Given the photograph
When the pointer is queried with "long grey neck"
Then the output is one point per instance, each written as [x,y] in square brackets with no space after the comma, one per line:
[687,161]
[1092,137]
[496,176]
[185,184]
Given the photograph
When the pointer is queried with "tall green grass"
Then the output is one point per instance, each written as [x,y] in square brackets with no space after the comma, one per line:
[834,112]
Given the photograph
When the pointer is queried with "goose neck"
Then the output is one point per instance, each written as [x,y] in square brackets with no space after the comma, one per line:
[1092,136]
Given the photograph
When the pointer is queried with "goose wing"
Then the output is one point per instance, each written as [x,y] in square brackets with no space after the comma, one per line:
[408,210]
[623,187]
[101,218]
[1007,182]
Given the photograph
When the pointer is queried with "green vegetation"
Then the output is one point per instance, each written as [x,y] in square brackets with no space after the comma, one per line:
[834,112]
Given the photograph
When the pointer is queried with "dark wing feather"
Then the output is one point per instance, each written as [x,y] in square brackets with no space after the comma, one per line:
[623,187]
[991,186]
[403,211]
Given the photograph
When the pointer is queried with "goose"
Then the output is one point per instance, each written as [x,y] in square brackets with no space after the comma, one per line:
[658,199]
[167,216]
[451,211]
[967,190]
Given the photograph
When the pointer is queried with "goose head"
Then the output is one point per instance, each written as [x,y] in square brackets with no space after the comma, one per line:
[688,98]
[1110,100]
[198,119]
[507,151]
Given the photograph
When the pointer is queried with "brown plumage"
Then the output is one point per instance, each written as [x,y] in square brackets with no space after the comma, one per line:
================
PROMPT
Reproduce the entries above in full by retyping them exactly.

WRITTEN ANSWER
Given the photograph
When the pointer is queried with "long grey neck"
Then the output is one point per instance, each written as [x,y] in square brackets with no space after the comma, one per line:
[687,161]
[1092,137]
[496,176]
[185,184]
Given the photograph
When the pointer is queried with "tall green grass"
Then the output is one point per instance, each written as [x,y] in square brackets with no space after the comma, one per line:
[834,112]
Given the photograph
When the pointer is queried with "goose neck"
Then the output is one point per instance, each written as [x,y] in square brackets with no space after the comma, one per line:
[1092,136]
Given the photograph
When the pointer is queried with "goose wing"
Then the output is one point per instance, each written as [x,y] in square brackets with no space after the comma, one per line:
[408,210]
[623,187]
[101,218]
[1007,182]
Given the photograph
When the pointer is queried with "green vegetation"
Then the output is one point per instance, each written as [x,y] in square brackets with no space after the comma, one per line:
[834,112]
Given the photograph
When the pointer is queried with "dark wing feather"
Then the output is one point per instance, each written as [x,y] in square brackets with no space after the comma, one per line:
[623,187]
[991,186]
[403,211]
Given the photograph
When the pointer is queried with "goose"
Then the output is one point per instance, each written as [x,y] in square brackets with no space after the comma, one per line:
[658,199]
[167,216]
[451,211]
[967,190]
Given the photograph
When the pointer is queried with "goose head"
Then the output is one point per instance, each written as [x,y] in square brackets with no space after the comma, one per line:
[688,98]
[1110,100]
[198,119]
[507,151]
Given the photograph
When the pointer is queried with "brown plumage"
Then the output is one point per instance, each written as [x,y] in square brackets with no space after the comma, one per line:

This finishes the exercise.